# Records for this task

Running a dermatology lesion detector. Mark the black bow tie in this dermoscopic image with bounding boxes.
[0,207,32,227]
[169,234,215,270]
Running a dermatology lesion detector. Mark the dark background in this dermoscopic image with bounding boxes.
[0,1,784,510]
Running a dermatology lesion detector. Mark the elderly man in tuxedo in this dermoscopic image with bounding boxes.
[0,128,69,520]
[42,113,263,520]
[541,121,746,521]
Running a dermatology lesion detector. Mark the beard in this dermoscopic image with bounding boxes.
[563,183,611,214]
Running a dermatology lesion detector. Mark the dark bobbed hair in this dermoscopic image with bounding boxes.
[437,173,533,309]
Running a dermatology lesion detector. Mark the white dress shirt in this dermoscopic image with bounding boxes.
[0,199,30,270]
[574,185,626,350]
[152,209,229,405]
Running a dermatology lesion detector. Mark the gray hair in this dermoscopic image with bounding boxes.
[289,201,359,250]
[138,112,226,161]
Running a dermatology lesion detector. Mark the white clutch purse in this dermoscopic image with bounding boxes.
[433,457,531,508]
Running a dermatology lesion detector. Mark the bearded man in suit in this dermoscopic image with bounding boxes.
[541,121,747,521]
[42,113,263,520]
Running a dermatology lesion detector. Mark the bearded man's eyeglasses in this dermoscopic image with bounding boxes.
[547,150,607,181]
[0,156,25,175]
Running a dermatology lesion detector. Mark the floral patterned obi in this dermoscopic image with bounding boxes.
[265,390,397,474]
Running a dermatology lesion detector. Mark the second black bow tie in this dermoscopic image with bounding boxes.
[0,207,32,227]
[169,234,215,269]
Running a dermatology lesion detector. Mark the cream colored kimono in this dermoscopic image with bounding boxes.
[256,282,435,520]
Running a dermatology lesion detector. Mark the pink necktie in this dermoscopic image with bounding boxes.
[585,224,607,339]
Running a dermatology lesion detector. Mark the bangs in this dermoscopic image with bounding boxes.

# Written exercise
Reproduce the entries word for word, from the first line through the line with "[563,183,611,214]", including that line.

# Result of this task
Running a dermatology lesion detector. Mark the black bow tie in this dermoscopic image with bounding boxes.
[0,207,32,227]
[169,234,215,270]
Running a dermatology lesion detector. Mark the dark background in this dermoscopic image with bounding boxes.
[0,1,784,510]
Running a dermatology lesion detector. Mark the elderly man in tuxedo in this dermoscopic image with bounding boxes.
[0,128,69,520]
[42,113,263,520]
[541,121,746,521]
Running a dermatology lesion detector. Mark the beard in this dermoscopic image with bounding boxes.
[563,183,611,214]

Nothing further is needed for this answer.